(Source data)
□ □ □
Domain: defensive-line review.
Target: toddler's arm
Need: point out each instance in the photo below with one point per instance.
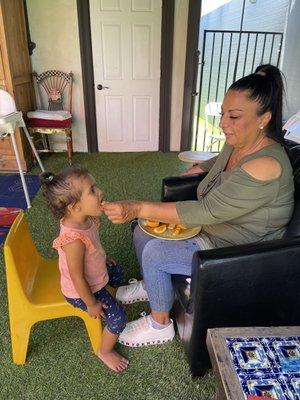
(75, 252)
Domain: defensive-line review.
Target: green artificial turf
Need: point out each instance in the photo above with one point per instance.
(60, 363)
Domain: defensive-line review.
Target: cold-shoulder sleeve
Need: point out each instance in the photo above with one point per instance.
(70, 237)
(235, 197)
(208, 164)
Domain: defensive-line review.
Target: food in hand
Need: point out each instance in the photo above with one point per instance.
(176, 230)
(152, 224)
(160, 229)
(171, 226)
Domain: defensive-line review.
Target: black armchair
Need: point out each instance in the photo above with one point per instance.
(246, 285)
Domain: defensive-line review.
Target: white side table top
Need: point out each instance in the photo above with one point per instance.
(195, 156)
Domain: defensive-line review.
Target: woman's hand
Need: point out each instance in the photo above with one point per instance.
(96, 310)
(122, 211)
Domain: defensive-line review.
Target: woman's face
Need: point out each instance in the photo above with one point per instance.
(239, 120)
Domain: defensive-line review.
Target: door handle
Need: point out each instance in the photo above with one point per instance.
(100, 87)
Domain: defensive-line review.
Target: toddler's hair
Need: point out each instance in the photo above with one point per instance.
(59, 189)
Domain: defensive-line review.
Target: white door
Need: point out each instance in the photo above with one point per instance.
(126, 38)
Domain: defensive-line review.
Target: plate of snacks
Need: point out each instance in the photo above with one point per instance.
(167, 231)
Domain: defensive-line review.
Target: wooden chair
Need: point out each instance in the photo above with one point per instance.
(33, 288)
(57, 119)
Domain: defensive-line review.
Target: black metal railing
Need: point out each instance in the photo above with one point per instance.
(227, 56)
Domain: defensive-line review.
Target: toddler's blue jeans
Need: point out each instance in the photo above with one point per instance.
(159, 259)
(115, 316)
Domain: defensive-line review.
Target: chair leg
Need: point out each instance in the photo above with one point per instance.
(94, 330)
(69, 145)
(19, 342)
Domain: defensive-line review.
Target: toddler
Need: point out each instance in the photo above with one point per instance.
(88, 279)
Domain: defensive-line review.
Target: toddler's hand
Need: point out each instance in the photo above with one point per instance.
(96, 310)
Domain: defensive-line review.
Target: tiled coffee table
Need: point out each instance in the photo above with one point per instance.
(256, 361)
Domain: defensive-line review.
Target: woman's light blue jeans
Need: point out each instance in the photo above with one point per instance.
(159, 259)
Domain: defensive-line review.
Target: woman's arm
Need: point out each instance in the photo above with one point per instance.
(75, 252)
(195, 169)
(124, 211)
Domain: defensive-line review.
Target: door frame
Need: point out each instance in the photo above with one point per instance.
(86, 55)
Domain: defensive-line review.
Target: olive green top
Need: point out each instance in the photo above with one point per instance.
(233, 207)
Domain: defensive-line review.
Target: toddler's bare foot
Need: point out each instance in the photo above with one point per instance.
(113, 360)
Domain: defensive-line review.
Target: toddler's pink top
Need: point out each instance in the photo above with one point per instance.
(95, 271)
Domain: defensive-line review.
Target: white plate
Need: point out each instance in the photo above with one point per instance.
(194, 156)
(167, 235)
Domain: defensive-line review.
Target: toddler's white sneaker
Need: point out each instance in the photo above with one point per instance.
(141, 333)
(132, 293)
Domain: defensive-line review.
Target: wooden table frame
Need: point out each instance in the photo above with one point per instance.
(229, 387)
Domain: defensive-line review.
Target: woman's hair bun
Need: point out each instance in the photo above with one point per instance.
(46, 177)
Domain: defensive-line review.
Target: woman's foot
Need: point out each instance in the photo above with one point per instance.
(132, 293)
(113, 360)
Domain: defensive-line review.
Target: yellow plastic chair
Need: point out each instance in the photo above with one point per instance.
(33, 286)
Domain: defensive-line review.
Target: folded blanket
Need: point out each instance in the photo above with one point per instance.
(59, 115)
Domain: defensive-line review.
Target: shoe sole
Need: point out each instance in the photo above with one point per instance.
(134, 301)
(148, 343)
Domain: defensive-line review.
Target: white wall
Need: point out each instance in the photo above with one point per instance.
(54, 28)
(179, 50)
(291, 58)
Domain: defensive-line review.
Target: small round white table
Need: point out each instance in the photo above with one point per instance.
(195, 156)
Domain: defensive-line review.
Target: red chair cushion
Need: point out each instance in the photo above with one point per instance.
(49, 123)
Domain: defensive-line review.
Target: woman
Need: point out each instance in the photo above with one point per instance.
(247, 196)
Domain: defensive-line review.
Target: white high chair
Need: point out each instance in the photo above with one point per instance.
(10, 119)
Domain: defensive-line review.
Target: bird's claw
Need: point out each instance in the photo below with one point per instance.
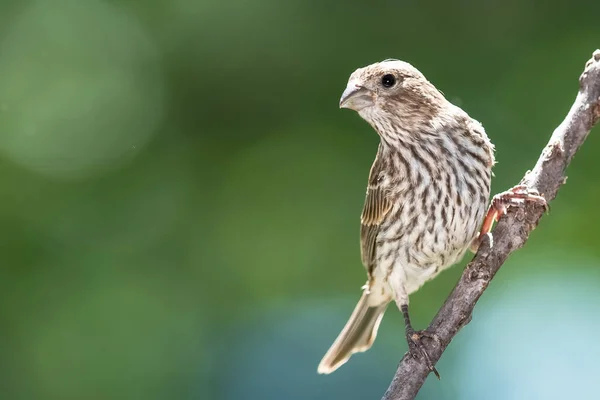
(417, 349)
(515, 196)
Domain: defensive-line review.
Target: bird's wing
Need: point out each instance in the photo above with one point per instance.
(377, 206)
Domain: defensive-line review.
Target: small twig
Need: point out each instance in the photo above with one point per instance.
(510, 234)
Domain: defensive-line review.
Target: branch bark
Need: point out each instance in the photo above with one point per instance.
(510, 234)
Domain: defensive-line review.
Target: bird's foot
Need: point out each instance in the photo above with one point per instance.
(417, 349)
(516, 196)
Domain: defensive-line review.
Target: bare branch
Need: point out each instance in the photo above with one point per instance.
(510, 234)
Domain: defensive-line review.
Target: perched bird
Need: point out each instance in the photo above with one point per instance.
(426, 200)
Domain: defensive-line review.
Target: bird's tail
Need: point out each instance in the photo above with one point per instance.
(358, 334)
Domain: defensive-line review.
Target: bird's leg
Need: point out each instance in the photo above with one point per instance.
(414, 339)
(501, 202)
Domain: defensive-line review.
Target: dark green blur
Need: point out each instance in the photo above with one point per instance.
(180, 194)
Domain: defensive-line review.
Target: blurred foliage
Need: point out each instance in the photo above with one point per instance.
(181, 195)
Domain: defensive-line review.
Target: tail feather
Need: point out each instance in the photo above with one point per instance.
(357, 336)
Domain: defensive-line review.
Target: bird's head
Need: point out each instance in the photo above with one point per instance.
(392, 92)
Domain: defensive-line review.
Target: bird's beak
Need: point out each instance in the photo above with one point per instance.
(356, 97)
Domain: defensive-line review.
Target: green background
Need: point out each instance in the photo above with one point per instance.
(180, 197)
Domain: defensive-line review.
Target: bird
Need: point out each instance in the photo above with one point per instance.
(426, 202)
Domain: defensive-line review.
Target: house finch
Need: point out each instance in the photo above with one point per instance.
(426, 198)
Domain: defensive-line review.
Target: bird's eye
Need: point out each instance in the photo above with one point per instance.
(388, 80)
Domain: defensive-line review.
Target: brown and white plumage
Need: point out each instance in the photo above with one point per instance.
(427, 192)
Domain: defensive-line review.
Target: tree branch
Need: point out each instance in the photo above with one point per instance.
(510, 234)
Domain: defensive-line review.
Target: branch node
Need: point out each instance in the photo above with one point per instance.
(511, 233)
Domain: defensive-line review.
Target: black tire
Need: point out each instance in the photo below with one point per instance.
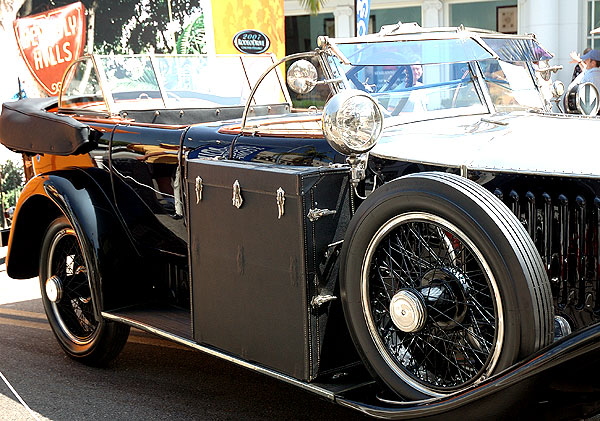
(64, 276)
(441, 285)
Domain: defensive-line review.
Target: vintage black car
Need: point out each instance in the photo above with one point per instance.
(424, 245)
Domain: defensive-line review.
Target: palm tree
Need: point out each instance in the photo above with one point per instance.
(312, 5)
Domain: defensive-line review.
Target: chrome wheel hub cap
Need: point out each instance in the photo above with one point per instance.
(408, 311)
(54, 289)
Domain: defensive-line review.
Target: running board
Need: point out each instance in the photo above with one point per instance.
(325, 390)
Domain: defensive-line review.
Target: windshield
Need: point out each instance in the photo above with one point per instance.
(142, 82)
(430, 51)
(418, 92)
(416, 80)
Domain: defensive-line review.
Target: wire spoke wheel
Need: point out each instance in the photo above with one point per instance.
(441, 286)
(74, 311)
(66, 282)
(431, 303)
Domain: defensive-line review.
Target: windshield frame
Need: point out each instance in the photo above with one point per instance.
(343, 64)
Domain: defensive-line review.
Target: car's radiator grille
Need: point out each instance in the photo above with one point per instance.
(565, 228)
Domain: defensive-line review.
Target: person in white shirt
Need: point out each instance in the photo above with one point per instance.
(591, 73)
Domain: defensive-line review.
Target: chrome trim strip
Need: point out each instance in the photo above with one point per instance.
(219, 354)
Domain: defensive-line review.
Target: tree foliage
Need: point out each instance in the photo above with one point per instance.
(132, 26)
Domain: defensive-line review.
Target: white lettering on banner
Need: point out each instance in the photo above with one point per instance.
(50, 41)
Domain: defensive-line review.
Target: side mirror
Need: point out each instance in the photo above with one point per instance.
(302, 76)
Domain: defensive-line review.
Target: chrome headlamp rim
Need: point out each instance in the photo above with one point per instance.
(352, 122)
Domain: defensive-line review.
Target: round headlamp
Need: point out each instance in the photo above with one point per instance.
(352, 122)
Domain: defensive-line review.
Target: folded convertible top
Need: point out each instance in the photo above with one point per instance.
(26, 126)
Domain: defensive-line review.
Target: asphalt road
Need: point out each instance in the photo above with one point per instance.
(152, 379)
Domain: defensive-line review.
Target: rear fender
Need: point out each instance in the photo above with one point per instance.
(83, 199)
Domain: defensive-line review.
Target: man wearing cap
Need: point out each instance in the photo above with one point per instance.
(591, 73)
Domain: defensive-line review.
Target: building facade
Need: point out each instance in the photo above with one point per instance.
(561, 26)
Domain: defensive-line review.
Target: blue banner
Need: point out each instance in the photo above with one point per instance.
(363, 7)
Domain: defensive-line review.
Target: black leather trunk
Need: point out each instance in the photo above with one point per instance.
(254, 271)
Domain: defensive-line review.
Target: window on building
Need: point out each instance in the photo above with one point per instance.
(593, 22)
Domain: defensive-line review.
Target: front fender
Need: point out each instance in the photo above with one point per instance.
(81, 196)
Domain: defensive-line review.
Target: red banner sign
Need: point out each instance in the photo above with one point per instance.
(50, 41)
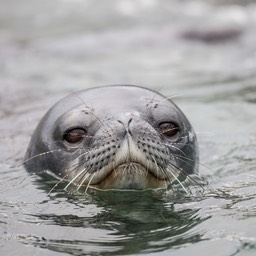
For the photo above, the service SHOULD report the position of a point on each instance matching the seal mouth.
(131, 175)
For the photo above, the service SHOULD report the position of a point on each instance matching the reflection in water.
(133, 222)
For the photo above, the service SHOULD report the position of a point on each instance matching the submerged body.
(114, 137)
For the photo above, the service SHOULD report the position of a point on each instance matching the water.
(201, 52)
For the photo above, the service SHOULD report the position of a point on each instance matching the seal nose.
(126, 124)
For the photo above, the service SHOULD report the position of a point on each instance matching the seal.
(114, 137)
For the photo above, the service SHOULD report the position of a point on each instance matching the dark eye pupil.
(74, 136)
(169, 129)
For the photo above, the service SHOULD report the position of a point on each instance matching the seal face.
(114, 137)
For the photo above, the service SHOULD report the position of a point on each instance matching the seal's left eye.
(169, 129)
(74, 136)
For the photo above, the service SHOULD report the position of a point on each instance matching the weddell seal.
(114, 137)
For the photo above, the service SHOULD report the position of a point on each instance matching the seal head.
(114, 137)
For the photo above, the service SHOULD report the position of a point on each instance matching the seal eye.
(169, 129)
(74, 136)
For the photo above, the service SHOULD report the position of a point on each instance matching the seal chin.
(131, 176)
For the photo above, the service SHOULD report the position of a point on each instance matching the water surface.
(202, 53)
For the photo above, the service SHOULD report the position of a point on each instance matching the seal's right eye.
(74, 136)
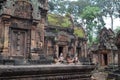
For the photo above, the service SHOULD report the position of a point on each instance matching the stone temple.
(32, 41)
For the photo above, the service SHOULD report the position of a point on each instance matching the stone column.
(6, 52)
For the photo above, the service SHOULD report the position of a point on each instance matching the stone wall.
(46, 72)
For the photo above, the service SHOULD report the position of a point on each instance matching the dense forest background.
(88, 13)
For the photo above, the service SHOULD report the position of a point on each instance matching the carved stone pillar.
(6, 39)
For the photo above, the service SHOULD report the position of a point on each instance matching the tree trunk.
(111, 21)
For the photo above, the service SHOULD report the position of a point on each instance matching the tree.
(92, 19)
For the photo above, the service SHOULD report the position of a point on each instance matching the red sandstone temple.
(105, 52)
(28, 33)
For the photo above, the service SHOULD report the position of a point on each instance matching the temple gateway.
(27, 32)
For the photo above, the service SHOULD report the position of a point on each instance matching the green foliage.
(58, 20)
(90, 13)
(117, 30)
(79, 32)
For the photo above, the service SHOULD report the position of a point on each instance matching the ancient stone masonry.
(105, 52)
(20, 25)
(63, 37)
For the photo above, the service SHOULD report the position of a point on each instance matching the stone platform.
(46, 72)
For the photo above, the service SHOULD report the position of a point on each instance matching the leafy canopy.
(59, 21)
(90, 13)
(79, 32)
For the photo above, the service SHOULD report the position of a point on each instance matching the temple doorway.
(19, 42)
(60, 50)
(105, 59)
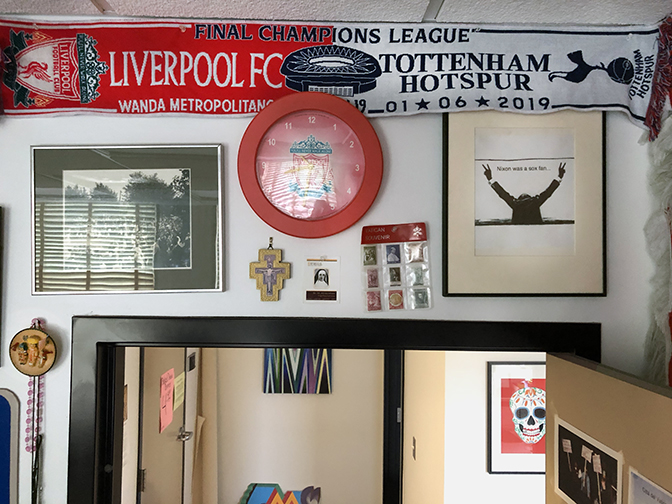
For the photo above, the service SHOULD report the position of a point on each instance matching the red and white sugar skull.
(528, 406)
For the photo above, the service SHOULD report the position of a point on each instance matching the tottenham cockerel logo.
(619, 70)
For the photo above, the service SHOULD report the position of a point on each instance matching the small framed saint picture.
(516, 417)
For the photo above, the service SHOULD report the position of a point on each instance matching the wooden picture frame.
(516, 417)
(524, 204)
(126, 219)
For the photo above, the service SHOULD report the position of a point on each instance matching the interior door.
(161, 454)
(192, 367)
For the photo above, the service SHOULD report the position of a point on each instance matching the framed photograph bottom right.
(586, 471)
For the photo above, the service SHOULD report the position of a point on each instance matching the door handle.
(184, 435)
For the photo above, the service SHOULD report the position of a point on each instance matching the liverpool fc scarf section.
(211, 67)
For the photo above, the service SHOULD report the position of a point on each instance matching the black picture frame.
(478, 258)
(90, 236)
(498, 462)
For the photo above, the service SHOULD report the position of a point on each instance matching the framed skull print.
(516, 417)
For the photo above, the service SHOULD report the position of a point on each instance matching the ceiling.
(598, 12)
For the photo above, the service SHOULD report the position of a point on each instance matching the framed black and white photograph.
(524, 204)
(586, 471)
(516, 417)
(129, 219)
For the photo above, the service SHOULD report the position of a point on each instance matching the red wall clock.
(310, 165)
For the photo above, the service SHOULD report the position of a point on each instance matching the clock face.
(310, 164)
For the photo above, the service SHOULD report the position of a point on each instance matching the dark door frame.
(97, 351)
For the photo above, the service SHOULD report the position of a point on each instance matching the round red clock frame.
(254, 136)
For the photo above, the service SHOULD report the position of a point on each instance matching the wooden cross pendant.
(269, 272)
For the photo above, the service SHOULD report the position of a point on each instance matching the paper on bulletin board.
(645, 491)
(166, 399)
(322, 279)
(178, 398)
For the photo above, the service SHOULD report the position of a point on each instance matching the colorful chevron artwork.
(297, 371)
(270, 493)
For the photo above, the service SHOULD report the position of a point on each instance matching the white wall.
(466, 476)
(411, 191)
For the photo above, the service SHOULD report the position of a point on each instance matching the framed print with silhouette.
(524, 204)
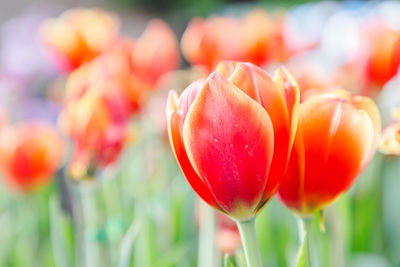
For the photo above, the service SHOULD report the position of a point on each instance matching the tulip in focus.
(232, 135)
(336, 138)
(30, 155)
(78, 36)
(227, 131)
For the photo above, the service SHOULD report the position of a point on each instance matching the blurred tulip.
(79, 35)
(335, 139)
(390, 140)
(262, 38)
(3, 119)
(155, 53)
(232, 135)
(98, 135)
(30, 154)
(383, 56)
(208, 41)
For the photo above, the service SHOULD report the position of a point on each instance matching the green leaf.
(302, 255)
(228, 261)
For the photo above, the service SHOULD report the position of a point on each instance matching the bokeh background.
(125, 202)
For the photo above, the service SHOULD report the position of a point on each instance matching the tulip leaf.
(228, 261)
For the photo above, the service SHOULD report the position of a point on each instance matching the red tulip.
(78, 36)
(336, 137)
(155, 53)
(30, 154)
(227, 236)
(208, 41)
(390, 140)
(232, 135)
(383, 56)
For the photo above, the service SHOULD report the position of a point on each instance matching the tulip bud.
(232, 135)
(336, 137)
(30, 154)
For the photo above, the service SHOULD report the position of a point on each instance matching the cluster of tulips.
(239, 135)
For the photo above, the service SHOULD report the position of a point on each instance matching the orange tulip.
(30, 154)
(79, 35)
(155, 53)
(208, 41)
(262, 44)
(383, 57)
(390, 140)
(232, 135)
(99, 135)
(256, 38)
(335, 139)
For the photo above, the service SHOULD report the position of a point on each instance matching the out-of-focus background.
(88, 175)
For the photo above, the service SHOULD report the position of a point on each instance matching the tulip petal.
(337, 138)
(229, 140)
(174, 132)
(280, 100)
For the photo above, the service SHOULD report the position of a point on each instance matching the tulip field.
(200, 133)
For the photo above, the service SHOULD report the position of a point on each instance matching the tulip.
(30, 154)
(232, 135)
(390, 140)
(261, 45)
(335, 139)
(383, 57)
(208, 41)
(78, 36)
(155, 53)
(99, 136)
□ □ □
Task directions: Starting at the line that contains "cluster of tulips." and continuing through the end of the material, write out every line again, requests included. In the answers, multiply each coordinate by 0.55 and round to the nearest whole number, with halves rounded up.

Correct output:
For the photo above, the service SHOULD report the position of a point on each instance matching the cluster of tulips.
(131, 74)
For the photo above, the service SHOULD report the position of a point on each instance matching the orange tulip.
(17, 85)
(43, 19)
(85, 29)
(114, 23)
(144, 24)
(211, 31)
(215, 77)
(128, 74)
(54, 74)
(141, 21)
(184, 76)
For the photo above, the service SHOULD report the position of a point on each instance matching the out-of-focus background.
(48, 96)
For the photo above, the service SHOULD report the position of a point on each instance matching the tulip petal.
(185, 76)
(126, 77)
(96, 73)
(154, 55)
For the photo above, the service SHOULD report the position of a point on each instance matching the tulip field.
(110, 73)
For the photo above, the service SHOULD report the position of a point on each instance matching the tulip.
(17, 85)
(128, 74)
(215, 77)
(144, 25)
(184, 76)
(211, 31)
(114, 23)
(43, 20)
(85, 29)
(54, 75)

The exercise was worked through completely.